ENTRIES SHOWN ::
--

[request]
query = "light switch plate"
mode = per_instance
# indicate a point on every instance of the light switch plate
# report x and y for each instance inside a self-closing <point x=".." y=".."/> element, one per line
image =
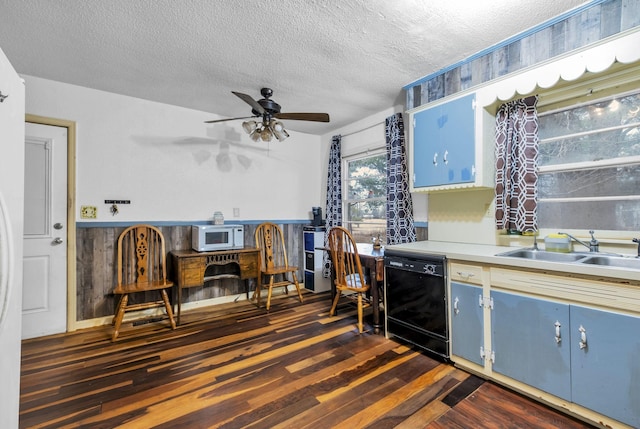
<point x="88" y="212"/>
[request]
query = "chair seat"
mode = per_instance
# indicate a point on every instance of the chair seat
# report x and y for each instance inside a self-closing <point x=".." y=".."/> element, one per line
<point x="279" y="270"/>
<point x="142" y="286"/>
<point x="275" y="270"/>
<point x="141" y="268"/>
<point x="352" y="282"/>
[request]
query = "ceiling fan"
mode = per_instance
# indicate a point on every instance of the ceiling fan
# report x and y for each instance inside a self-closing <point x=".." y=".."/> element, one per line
<point x="269" y="110"/>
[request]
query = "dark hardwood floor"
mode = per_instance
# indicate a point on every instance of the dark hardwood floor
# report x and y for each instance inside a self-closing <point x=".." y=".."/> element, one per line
<point x="236" y="366"/>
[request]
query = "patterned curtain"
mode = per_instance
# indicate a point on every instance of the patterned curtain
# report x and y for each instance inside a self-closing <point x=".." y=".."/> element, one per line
<point x="334" y="198"/>
<point x="517" y="165"/>
<point x="400" y="227"/>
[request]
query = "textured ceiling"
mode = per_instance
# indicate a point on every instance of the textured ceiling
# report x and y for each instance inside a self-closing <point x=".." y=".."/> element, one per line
<point x="349" y="58"/>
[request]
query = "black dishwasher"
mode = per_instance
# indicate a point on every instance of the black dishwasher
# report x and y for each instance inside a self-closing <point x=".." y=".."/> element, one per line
<point x="416" y="300"/>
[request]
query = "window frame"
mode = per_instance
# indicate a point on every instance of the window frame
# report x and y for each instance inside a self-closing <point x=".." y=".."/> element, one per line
<point x="621" y="81"/>
<point x="346" y="201"/>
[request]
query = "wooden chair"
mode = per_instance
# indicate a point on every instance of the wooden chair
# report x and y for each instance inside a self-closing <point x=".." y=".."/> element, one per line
<point x="141" y="268"/>
<point x="349" y="276"/>
<point x="273" y="262"/>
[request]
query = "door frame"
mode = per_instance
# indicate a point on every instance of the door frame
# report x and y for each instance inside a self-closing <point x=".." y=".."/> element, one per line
<point x="71" y="211"/>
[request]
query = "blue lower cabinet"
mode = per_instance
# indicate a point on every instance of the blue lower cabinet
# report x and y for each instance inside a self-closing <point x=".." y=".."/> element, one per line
<point x="605" y="363"/>
<point x="467" y="326"/>
<point x="531" y="341"/>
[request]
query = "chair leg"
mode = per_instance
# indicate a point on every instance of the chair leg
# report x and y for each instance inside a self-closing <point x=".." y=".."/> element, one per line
<point x="269" y="293"/>
<point x="258" y="292"/>
<point x="360" y="324"/>
<point x="167" y="305"/>
<point x="119" y="316"/>
<point x="297" y="285"/>
<point x="335" y="303"/>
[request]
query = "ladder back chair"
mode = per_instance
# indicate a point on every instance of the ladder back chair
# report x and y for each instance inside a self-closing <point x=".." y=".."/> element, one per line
<point x="349" y="275"/>
<point x="274" y="264"/>
<point x="141" y="268"/>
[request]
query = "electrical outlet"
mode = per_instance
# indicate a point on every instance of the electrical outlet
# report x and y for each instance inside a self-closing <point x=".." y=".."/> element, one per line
<point x="88" y="212"/>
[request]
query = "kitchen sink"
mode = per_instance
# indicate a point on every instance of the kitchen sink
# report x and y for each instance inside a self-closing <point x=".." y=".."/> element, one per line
<point x="613" y="261"/>
<point x="542" y="255"/>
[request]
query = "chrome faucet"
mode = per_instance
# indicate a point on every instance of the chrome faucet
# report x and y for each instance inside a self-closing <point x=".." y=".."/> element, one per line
<point x="593" y="245"/>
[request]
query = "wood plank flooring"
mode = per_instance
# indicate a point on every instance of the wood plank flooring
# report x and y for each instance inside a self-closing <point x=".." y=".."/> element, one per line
<point x="236" y="366"/>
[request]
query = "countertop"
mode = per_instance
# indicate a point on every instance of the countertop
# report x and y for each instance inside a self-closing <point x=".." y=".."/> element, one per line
<point x="486" y="254"/>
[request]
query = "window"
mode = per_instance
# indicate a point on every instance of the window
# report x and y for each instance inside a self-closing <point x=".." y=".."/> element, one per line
<point x="589" y="164"/>
<point x="365" y="196"/>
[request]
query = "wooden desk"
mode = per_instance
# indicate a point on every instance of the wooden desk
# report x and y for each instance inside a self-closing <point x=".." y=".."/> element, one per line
<point x="373" y="259"/>
<point x="189" y="267"/>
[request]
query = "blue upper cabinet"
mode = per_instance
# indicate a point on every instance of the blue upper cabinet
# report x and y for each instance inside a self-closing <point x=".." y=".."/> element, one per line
<point x="444" y="144"/>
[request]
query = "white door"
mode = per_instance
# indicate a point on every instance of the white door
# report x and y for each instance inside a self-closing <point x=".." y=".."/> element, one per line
<point x="44" y="292"/>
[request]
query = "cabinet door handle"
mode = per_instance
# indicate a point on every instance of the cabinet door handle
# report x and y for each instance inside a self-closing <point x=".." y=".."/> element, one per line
<point x="465" y="275"/>
<point x="583" y="337"/>
<point x="558" y="337"/>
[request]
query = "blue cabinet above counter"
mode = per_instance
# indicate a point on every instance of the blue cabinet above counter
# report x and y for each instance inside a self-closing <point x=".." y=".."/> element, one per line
<point x="444" y="143"/>
<point x="446" y="147"/>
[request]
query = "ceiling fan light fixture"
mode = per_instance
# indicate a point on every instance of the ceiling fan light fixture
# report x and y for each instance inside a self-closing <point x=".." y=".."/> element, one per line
<point x="278" y="130"/>
<point x="249" y="126"/>
<point x="255" y="135"/>
<point x="266" y="134"/>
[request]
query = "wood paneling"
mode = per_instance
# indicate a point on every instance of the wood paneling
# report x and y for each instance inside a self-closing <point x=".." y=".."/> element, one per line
<point x="237" y="366"/>
<point x="96" y="265"/>
<point x="579" y="30"/>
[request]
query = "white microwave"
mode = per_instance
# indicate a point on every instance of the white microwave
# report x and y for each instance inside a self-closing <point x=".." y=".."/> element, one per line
<point x="206" y="238"/>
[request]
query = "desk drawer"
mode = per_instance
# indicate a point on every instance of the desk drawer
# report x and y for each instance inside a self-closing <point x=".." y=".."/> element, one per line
<point x="192" y="272"/>
<point x="249" y="265"/>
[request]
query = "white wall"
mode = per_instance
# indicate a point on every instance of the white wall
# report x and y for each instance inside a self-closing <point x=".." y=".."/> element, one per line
<point x="12" y="195"/>
<point x="368" y="134"/>
<point x="173" y="166"/>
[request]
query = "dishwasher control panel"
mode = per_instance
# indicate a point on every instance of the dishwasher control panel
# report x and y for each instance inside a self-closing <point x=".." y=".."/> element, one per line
<point x="427" y="266"/>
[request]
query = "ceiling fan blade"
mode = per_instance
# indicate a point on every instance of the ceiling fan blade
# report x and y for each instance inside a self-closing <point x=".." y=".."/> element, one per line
<point x="229" y="119"/>
<point x="316" y="117"/>
<point x="251" y="102"/>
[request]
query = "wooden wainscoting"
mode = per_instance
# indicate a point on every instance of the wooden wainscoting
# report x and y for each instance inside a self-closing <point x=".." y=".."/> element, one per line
<point x="237" y="366"/>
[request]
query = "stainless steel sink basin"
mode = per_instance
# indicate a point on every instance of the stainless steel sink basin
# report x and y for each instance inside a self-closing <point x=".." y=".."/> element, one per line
<point x="613" y="261"/>
<point x="541" y="255"/>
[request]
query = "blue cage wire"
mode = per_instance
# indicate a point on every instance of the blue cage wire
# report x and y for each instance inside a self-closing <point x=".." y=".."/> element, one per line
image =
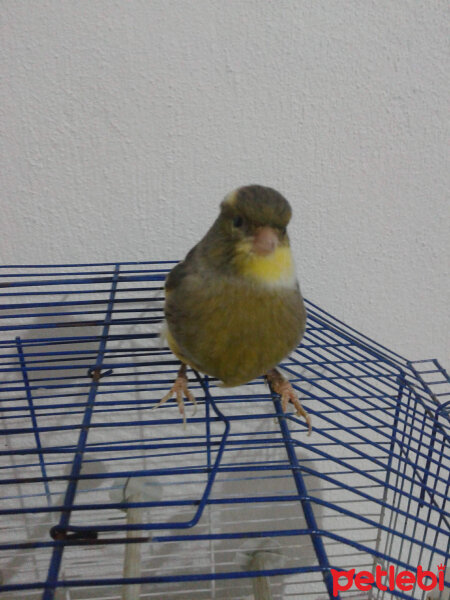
<point x="102" y="497"/>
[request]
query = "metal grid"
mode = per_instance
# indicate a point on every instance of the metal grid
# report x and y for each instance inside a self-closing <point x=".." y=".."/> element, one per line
<point x="242" y="498"/>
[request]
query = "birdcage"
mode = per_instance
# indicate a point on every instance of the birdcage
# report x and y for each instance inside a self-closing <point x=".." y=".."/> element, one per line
<point x="103" y="497"/>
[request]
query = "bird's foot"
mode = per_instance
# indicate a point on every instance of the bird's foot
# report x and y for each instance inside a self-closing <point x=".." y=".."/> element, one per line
<point x="180" y="389"/>
<point x="281" y="386"/>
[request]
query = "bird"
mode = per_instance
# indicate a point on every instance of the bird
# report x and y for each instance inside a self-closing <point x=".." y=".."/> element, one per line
<point x="233" y="307"/>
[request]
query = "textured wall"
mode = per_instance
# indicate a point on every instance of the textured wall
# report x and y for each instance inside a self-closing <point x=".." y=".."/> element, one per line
<point x="125" y="123"/>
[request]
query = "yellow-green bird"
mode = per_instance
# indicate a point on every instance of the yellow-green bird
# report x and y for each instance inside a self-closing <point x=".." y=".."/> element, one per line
<point x="233" y="306"/>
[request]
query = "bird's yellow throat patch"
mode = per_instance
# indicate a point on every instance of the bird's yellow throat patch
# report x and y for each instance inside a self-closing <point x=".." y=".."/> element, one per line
<point x="275" y="269"/>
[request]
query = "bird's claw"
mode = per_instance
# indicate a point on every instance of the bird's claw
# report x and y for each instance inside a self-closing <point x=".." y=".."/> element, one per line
<point x="179" y="389"/>
<point x="284" y="389"/>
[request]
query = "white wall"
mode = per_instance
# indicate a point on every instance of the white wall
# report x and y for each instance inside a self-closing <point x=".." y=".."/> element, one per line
<point x="125" y="123"/>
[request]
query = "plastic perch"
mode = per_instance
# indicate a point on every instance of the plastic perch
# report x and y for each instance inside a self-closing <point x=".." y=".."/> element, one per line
<point x="258" y="555"/>
<point x="134" y="489"/>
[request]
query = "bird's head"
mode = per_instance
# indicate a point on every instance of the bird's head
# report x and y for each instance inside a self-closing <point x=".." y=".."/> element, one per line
<point x="249" y="238"/>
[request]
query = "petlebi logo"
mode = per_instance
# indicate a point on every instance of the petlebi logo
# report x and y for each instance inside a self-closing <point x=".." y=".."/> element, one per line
<point x="388" y="580"/>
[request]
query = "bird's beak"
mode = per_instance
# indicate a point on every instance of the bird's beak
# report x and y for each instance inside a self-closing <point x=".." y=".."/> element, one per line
<point x="264" y="241"/>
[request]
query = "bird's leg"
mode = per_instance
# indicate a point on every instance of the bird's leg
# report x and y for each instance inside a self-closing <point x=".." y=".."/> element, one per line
<point x="281" y="386"/>
<point x="179" y="389"/>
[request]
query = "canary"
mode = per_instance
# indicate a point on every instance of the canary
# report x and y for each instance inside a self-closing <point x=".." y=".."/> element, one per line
<point x="233" y="306"/>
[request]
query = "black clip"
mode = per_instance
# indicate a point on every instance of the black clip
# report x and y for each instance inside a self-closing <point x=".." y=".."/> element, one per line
<point x="96" y="373"/>
<point x="62" y="535"/>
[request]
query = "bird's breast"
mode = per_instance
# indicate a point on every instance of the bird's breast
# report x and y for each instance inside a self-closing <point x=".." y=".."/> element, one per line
<point x="234" y="329"/>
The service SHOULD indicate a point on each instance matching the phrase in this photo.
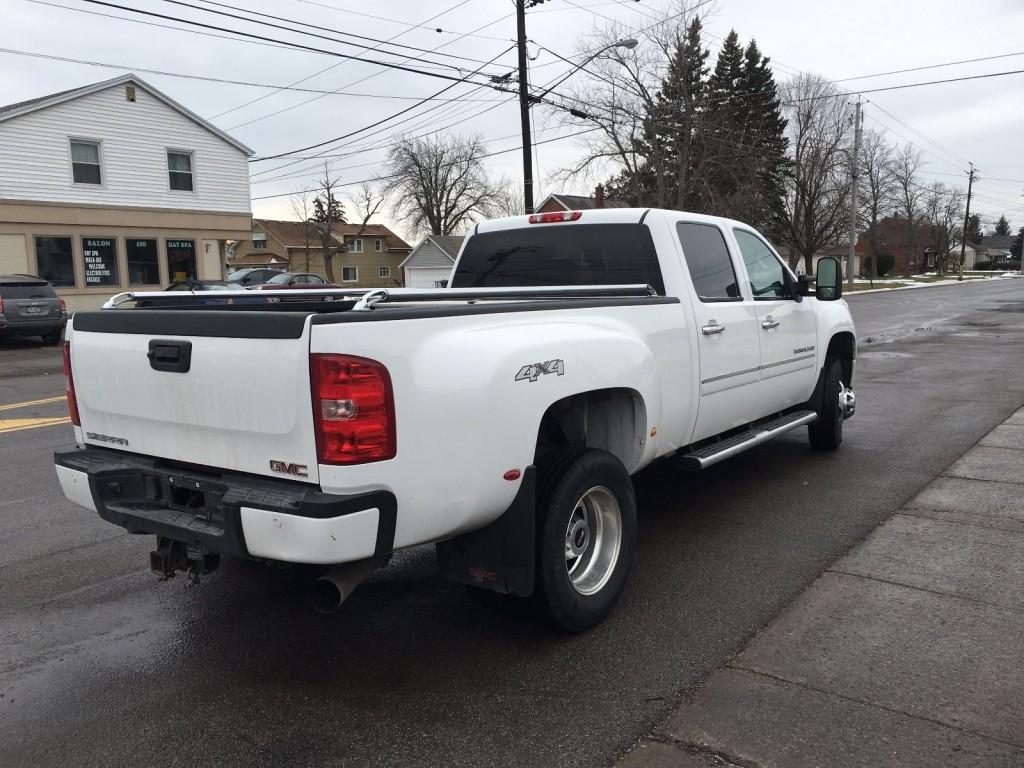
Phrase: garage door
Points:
(427, 276)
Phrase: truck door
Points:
(727, 332)
(787, 328)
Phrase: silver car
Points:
(29, 306)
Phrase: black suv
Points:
(30, 307)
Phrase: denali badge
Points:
(288, 468)
(535, 370)
(107, 438)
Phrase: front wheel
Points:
(587, 536)
(826, 432)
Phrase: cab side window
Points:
(768, 276)
(709, 261)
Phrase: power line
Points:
(421, 26)
(378, 41)
(299, 46)
(379, 122)
(930, 67)
(384, 178)
(208, 79)
(354, 82)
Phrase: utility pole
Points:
(854, 181)
(527, 142)
(967, 220)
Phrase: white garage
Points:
(429, 264)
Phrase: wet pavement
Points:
(100, 665)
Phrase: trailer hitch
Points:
(171, 556)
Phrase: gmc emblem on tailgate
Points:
(288, 468)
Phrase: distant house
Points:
(115, 186)
(995, 248)
(429, 265)
(368, 259)
(577, 203)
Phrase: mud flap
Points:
(500, 556)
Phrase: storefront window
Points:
(181, 260)
(100, 256)
(142, 265)
(54, 261)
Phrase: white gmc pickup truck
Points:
(500, 418)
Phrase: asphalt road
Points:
(100, 665)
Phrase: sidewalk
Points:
(908, 651)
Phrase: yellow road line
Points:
(16, 425)
(10, 406)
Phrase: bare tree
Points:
(328, 212)
(438, 183)
(817, 188)
(508, 199)
(906, 166)
(943, 209)
(302, 210)
(878, 190)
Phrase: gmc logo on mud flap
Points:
(534, 371)
(288, 468)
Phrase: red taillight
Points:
(550, 218)
(70, 391)
(353, 410)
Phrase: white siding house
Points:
(429, 264)
(116, 185)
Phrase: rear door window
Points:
(709, 262)
(12, 291)
(560, 255)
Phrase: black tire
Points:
(566, 477)
(826, 432)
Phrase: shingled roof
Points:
(292, 233)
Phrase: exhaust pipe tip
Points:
(334, 587)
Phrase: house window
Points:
(181, 260)
(85, 162)
(179, 170)
(54, 261)
(100, 256)
(142, 266)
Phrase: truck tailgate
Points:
(220, 389)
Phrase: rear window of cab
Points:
(560, 255)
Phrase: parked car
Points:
(201, 285)
(29, 306)
(296, 280)
(252, 276)
(500, 418)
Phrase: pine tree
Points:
(974, 229)
(672, 124)
(766, 135)
(333, 207)
(722, 140)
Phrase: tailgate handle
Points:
(172, 356)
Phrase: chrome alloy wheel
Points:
(593, 538)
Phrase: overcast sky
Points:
(979, 120)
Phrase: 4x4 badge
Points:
(535, 370)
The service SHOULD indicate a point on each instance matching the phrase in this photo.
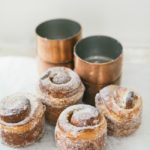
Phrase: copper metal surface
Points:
(98, 73)
(56, 39)
(43, 66)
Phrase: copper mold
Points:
(43, 66)
(56, 39)
(98, 59)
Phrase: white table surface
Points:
(20, 74)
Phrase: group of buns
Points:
(78, 126)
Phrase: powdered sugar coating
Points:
(85, 114)
(35, 105)
(67, 126)
(70, 136)
(13, 105)
(111, 101)
(27, 130)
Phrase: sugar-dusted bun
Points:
(21, 119)
(122, 109)
(81, 127)
(59, 88)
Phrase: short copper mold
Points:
(56, 39)
(98, 61)
(43, 66)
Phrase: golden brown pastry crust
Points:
(122, 109)
(59, 88)
(80, 127)
(28, 124)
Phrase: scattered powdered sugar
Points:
(62, 79)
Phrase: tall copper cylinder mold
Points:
(43, 66)
(98, 61)
(56, 39)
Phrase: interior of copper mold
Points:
(58, 29)
(98, 49)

--

ASSIGNED TASK :: Which lines in the data hold the string "rear"? Copy each of them.

TASK RESULT ::
Phrase: rear door window
Phrase: rear window of cab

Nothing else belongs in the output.